=== Passage given ===

Attorney, Agent or Firm: Gerlach; Norman H.
Claims
Having thus described the invention, what I claim as new and desire
to secure by Letters Patent is:
1. In an axial split-pin tumbler-type lock mechanism, said mechaism
including a lock cylinder, a forwardly disposed operating part
secured within said cylinder and rotatable about a longitudinal
axis extending between front and rear ends thereof, a rearwardly
disposed stationary sleeve secured within said cylinder and
adjoining the operating part at a transverse interfacial plane,
said operating part including a shaft extending axially through
said sleeve and coupling means on the distal end of the shaft,
means forming longitudinal bores in said operating part and said
sleeve respectively and movable into and out of alignment upon
rotation of the operating part, axially movable split-pin tumblers
carried in said bores and each having a forwardly disposed driver
element and a separate rearwardly disposed follower element
adjoining each other when in aligned bores, and spring means
yieldingly urging said tumblers in aligned bores forwardly to
positions wherein said interfacial plane is bridged by said
follower elements to secure the operating part and the sleeve
against relative rotation, said driver elements having front ends
engageable with a key, whereby rearward movement of the key moves
said tumblers in aligned bores rearwardly to positions wherein the
joints between the tumbler elements coincide with said interfacial
plane to free said operating part for rotation,
a bolt holder integral with said sleeve and disposed rearwardly
thereof, said holder having a bolt race extending transversely
therein, and
a lock bolt mounted in said race for transverse sliding movement
therein between a retracted unlocking position and an extended
locking position wherein the bolt projects laterally outwardly from
the holder,
said bolt having means cooperating with said coupling means for
moving the bolt between its said positions in response to rotation
of said operating part.
2. A lock mechanism as defined in claim 1 and wherein said lock
cylinder is provided with a smooth substantially cylindrical outer
surface, and said holder is provided with a smooth substantially
cylindrical outer surface which is substantially flush with said
outer surface of the lock cylinder.
3. A lock mechanism as defined in claim 1 and wherein said sleeve
and said holder together comprise a one-piece molded plastic part
having said sleeve bores formed by molding.
4. In an axial split-pin tumbler-type lock mechanism, said
mechanism including a lock cylinder provided with a smooth
substantially cylindrical outer surface, a forwardly disposed
operating part secured within said cylinder and rotatable about a
longitudinal axis extending between front and rear ends thereof, a
rearwardly disposed stationary sleeve secured within said cylinder
and adjoining the operating part at a transverse interfacial plane,
said operating part including a shaft extending axially through
said sleeve and a lock pin integral with the distal end of the
shaft and extending longitudinally outwardly therefrom and
eccentrically with respect to said axis, means forming longitudinal
bores in said operating part and said sleeve respectively and
movable into and out of alignment upon rotation of the operating
part, axially movable split-pin tumblers carried in said bores and
each having a forwardly disposed driver element and a separate
rearwardly disposed follower element adjoining each other when in
aligned bores, and spring means yieldingly urging said tumblers in
aligned bores forwardly to positions wherein said interfacial plane
is bridged by said follower elements to secure the operating part
and the sleeve against relative rotation, said driver elements
having front ends engageable with a key, whereby rearward movement
of the key moves said tumblers in aligned bores rearwardly to
positions wherein the joints between the tumbler elements coincide
with said interfacial plane to free said operating part for
rotation,
a bolt holder integral with said sleeve and disposed rearwardly
thereof, said holder being provided with a smooth substantially
cylindrical outer surface which is substantially flush with said
outer surface of the lock cylinder, said holder having a bolt race
extending transversely therein, and
a lock bolt mounted in said race for transverse sliding movement
therein between a retracted unlocking position and an extended
locking position wherein the bolt projects laterally outwardly from
the holder,
said bolt having groove means receiving said lock pin therein for
moving the bolt between its said positions in response to rotation
of said operating part.

===

» Task list
**A)** Quote the lock patent claims from "2. A lock mechanism" up to and including "formed by molding.".
**B)** Extend the lock patent claims past their final sentence.
The data that comes next isn't needed.

=== Dataset extract ===

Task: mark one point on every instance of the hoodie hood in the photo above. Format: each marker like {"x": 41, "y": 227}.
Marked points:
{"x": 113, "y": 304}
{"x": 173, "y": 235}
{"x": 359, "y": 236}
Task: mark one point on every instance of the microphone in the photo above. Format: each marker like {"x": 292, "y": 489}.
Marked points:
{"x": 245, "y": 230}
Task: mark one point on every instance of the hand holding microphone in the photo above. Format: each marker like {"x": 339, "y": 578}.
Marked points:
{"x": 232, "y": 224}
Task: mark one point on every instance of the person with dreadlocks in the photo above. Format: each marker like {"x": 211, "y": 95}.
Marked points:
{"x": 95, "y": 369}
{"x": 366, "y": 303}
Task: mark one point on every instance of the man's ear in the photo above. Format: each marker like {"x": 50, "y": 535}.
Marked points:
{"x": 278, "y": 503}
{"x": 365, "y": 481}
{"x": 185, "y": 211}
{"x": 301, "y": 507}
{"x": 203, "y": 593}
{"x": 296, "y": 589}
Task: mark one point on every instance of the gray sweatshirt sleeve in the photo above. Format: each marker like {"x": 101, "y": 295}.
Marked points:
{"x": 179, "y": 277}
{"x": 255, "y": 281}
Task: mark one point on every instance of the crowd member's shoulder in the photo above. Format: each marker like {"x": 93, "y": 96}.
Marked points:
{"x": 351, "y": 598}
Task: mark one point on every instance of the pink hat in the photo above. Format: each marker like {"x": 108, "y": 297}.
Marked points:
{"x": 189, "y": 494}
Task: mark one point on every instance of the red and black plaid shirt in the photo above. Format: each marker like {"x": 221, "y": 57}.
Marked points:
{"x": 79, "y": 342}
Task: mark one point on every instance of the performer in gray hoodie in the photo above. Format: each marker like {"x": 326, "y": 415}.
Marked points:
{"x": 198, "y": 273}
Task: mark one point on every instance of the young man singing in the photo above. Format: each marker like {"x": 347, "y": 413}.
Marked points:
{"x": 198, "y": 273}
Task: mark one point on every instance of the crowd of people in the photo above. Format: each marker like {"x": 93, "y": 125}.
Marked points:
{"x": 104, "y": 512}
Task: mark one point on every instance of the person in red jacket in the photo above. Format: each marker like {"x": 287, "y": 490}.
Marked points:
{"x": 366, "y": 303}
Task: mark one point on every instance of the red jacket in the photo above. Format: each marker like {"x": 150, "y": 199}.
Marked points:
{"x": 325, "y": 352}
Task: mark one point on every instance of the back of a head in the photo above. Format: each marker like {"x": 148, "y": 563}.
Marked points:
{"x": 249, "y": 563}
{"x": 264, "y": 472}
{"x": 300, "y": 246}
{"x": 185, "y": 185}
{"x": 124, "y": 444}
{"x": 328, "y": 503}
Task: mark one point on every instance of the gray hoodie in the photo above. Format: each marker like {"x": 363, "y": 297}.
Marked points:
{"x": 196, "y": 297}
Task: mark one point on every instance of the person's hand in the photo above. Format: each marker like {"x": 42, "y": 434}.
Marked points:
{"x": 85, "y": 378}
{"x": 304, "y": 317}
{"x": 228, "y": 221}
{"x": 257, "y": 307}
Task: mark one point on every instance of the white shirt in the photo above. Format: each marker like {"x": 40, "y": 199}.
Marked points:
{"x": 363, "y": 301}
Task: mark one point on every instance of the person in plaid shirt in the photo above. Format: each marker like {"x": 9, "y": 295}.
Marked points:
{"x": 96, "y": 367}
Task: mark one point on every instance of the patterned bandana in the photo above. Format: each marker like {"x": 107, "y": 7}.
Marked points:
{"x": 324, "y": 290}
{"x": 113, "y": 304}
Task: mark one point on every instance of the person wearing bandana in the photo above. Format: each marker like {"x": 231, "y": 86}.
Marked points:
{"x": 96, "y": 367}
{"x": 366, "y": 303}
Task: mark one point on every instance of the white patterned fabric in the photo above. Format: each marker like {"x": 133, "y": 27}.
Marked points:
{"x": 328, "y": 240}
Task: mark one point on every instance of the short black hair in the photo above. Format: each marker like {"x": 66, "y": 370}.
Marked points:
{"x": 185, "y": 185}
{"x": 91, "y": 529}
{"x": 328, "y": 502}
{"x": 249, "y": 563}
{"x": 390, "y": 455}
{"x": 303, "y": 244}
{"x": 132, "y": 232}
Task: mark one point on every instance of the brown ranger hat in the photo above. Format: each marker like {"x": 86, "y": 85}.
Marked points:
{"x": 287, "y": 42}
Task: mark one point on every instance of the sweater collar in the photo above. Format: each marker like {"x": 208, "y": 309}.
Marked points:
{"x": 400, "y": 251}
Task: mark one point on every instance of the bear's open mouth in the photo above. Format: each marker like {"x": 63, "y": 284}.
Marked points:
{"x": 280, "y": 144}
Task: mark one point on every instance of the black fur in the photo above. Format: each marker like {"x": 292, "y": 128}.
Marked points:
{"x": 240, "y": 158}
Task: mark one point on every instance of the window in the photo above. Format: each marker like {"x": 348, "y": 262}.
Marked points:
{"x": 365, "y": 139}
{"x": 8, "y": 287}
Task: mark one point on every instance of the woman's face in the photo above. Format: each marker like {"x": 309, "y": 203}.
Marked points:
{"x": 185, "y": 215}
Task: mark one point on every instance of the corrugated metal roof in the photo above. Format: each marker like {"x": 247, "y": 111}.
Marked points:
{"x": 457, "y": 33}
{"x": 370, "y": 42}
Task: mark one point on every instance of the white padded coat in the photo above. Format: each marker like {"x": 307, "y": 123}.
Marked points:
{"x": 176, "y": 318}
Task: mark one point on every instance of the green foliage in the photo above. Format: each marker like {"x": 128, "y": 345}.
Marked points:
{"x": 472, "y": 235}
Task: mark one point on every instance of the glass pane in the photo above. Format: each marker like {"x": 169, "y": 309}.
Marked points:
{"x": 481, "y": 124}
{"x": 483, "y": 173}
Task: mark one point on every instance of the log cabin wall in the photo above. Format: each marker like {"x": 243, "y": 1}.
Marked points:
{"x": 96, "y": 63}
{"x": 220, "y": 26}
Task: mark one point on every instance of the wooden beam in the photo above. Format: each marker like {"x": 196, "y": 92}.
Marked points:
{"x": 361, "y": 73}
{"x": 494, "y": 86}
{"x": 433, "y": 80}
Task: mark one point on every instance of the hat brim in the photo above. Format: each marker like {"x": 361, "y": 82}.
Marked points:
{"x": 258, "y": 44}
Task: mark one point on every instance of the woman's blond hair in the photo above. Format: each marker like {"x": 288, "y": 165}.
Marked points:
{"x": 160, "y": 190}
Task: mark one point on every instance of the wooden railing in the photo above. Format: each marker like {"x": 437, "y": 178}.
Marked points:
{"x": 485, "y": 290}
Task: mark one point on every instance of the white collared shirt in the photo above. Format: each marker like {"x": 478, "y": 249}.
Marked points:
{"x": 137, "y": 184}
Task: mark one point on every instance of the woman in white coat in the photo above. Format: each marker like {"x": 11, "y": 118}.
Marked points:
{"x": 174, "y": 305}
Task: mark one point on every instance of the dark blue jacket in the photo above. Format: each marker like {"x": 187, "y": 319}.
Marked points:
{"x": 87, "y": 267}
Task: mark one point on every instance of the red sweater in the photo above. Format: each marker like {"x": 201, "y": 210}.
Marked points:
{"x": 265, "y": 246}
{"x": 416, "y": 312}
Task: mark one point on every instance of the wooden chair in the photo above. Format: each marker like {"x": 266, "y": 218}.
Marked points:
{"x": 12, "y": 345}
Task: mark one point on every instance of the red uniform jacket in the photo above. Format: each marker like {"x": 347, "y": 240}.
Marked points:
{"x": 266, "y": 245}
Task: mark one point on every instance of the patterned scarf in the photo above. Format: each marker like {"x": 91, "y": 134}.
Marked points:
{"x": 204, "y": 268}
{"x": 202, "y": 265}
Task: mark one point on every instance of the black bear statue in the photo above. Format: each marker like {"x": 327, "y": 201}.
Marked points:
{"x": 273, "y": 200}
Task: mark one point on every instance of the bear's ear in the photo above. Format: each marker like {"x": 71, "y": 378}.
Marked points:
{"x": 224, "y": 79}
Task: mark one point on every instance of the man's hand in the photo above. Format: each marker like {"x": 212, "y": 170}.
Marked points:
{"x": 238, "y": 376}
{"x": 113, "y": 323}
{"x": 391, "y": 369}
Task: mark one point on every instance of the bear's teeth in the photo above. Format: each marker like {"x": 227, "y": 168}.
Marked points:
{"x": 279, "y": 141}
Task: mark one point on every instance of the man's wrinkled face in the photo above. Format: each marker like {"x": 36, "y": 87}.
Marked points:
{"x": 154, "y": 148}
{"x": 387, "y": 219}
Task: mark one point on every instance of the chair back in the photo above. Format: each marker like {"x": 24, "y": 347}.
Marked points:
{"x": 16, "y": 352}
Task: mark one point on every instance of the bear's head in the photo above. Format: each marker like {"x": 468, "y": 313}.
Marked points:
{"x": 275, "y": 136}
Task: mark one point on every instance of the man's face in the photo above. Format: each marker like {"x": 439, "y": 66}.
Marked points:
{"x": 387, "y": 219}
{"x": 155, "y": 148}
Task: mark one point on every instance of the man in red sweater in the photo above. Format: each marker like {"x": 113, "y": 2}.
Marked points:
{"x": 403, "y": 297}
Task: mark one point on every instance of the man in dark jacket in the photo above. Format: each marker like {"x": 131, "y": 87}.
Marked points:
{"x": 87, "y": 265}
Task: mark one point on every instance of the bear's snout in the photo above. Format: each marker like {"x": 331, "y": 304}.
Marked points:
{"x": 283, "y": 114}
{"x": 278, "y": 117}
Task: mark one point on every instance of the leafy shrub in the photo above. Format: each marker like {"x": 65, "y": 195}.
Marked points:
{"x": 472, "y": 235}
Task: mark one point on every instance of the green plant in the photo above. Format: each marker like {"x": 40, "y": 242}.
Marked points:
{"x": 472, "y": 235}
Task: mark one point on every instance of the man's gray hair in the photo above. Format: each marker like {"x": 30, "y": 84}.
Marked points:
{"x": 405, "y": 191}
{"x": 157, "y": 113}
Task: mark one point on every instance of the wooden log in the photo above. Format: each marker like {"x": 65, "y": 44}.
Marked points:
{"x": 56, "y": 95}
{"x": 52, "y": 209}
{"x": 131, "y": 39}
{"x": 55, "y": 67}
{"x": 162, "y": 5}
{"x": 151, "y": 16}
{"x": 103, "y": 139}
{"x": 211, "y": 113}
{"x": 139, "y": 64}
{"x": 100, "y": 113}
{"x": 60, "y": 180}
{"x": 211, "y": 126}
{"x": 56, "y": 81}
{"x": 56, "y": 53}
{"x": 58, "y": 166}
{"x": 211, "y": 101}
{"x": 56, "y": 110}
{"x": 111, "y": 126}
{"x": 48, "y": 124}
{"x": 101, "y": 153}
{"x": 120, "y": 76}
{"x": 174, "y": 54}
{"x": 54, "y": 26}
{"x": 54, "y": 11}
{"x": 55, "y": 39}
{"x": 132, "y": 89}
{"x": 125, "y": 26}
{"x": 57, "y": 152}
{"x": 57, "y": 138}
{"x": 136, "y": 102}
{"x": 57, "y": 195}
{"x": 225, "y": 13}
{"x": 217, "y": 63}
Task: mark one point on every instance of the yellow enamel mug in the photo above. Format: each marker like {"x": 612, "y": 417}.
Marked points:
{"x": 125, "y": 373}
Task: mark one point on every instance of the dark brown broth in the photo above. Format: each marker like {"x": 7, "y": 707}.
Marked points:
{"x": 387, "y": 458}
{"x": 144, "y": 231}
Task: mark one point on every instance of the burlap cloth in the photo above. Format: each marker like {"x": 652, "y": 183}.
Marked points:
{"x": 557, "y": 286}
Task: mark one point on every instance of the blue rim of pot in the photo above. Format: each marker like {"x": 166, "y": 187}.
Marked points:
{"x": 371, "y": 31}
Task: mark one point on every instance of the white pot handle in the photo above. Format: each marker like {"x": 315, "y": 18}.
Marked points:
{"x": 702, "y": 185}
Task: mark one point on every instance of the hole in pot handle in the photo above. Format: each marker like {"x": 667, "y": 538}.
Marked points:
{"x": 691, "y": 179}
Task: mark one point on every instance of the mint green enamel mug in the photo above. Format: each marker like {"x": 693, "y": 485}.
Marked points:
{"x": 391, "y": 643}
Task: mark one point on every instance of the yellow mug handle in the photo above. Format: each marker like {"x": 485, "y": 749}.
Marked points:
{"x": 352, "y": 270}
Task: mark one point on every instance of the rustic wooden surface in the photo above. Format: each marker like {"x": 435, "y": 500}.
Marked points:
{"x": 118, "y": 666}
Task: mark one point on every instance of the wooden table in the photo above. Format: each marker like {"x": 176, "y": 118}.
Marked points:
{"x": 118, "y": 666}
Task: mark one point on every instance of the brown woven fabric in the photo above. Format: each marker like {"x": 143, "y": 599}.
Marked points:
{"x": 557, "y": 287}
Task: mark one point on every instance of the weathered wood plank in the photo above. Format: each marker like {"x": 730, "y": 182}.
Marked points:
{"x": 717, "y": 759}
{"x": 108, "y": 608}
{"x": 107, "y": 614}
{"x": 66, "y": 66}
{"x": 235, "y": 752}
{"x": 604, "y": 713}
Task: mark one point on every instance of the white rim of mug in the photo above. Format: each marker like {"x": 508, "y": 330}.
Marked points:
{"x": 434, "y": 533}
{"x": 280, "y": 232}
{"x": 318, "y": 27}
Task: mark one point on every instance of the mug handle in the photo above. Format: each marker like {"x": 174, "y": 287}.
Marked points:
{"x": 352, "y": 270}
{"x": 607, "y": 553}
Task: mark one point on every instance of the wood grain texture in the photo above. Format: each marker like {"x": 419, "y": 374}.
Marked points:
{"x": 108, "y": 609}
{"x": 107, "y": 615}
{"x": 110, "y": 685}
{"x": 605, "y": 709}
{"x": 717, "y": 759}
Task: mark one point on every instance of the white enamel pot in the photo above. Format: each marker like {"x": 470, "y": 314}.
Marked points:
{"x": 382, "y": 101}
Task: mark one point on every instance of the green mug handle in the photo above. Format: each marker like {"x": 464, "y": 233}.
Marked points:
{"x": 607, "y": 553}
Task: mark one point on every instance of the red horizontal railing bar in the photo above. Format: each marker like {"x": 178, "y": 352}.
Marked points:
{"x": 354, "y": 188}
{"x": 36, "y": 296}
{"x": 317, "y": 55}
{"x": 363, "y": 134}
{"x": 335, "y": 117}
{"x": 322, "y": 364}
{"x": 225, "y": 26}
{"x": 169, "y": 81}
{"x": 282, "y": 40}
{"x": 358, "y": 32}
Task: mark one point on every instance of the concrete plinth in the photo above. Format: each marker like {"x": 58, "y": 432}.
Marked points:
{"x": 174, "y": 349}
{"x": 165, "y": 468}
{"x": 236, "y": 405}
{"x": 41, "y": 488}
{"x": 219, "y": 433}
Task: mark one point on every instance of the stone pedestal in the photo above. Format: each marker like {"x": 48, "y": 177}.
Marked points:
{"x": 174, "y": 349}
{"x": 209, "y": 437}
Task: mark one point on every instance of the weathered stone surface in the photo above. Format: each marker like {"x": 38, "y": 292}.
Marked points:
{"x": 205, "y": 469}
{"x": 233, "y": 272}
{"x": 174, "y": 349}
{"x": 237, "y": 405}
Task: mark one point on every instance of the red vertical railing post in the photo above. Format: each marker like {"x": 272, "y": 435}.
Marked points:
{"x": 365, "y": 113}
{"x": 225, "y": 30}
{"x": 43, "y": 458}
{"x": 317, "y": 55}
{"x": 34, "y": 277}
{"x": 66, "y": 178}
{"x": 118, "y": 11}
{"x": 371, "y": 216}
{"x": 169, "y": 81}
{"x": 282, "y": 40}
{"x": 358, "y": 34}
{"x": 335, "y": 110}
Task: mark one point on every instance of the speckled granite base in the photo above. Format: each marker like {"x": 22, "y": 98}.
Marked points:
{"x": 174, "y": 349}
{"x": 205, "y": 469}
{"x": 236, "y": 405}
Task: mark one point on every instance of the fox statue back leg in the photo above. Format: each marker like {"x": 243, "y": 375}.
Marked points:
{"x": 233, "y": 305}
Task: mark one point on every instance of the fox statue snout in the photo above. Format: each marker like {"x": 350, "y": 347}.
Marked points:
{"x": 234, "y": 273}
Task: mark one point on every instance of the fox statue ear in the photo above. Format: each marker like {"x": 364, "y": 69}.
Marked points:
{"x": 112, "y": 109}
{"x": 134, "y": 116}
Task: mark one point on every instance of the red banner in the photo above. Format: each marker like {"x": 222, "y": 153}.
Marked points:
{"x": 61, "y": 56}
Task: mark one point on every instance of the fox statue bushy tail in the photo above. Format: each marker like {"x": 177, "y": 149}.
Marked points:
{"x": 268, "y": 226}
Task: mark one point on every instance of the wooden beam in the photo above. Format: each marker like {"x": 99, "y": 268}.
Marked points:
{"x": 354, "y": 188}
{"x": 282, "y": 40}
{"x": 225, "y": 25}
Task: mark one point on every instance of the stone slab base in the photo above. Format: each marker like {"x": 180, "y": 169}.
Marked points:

===

» Answers per task
**A)**
2. A lock mechanism as defined in claim 1 and wherein said lock
cylinder is provided with a smooth substantially cylindrical outer
surface, and said holder is provided with a smooth substantially
cylindrical outer surface which is substantially flush with said
outer surface of the lock cylinder.
3. A lock mechanism as defined in claim 1 and wherein said sleeve
and said holder together comprise a one-piece molded plastic part
having said sleeve bores formed by molding.

**B)**
5. A lock mechanism as defined in claim 4 and wherein said sleeve
and said holder together comprise a one-piece molded plastic part
having said sleeve bores formed by molding.
Description
BACKGROUND OF THE INVENTION
This invention relates to an axial split-pin tumbler-type lock
mechanism for a handle lock, including a bolt holder forming part
of the lock mechanism and a lock bolt mounted in the holder and
adapted to project laterally outwardly from the lock for locking
purposes.
A handle lock is a type of locking assembly employed frequently on
vending machine cabinets and the like. It includes a tubular casing
which receives the cylindrical body of a "pop-out" rotatable
handle. A cylinder lock is mounted in the handle body, and it
operates a lock bolt which projects laterally to secure the handle
body to the casing. Operation of the cylinder lock moves the lock
bolt into a retracted unlocking position, which releases the
handle, so that it pops out of the casing under spring pressure and
may be turned for opening a cabient door or the like.
In the past, the axial split-pin tumbler-type lock mechanisms
employed in the handles of the handle locks have been constructed
in four principal parts or pieces, namely, an outer cylinder, an
inner cylinder, a forwardly disposed operating or spindle part
mounted in the inner cylinder, and a rearwardly disposed stationary
sleeve part mounted in the inner cylinder. A lock bolt has been
movably mounted in the outer cylinder, adjacent to the sleeve part
and coupled with the operating part, for transverse movement in and
out of the outer cylinder in response to rotation of the operating
part.
SUMMARY OF THE INVENTION
The present invention provides an axial split-pin tumbler-type lock
mechanism for a handle lock which reduces to three the number of
principal parts. In particular, a bolt holder is made integral with
a sleeve, and the former outer cylinder is dispensed with. The
lesser number of parts reduces the number of manufacturing
operations required and also reduces inventory requirements.
Assembly of the lock mechanism is faster and more economical.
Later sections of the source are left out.